WHAT IS REQUIRED
All of the data that follows should be given again exactly, without its images.

(Point-per-instance localization data)
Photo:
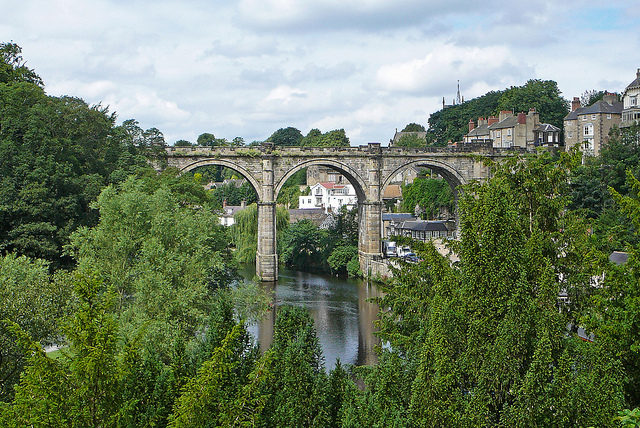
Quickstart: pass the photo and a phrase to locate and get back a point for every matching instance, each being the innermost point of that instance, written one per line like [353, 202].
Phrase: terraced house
[589, 126]
[631, 102]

OUTPUT
Photo:
Quickstart: pass the photo and a phrase to locate and get back a point for every matching instance, each being the innermost point of that instance, written one per line like [353, 202].
Phrase: terraced house
[589, 126]
[631, 102]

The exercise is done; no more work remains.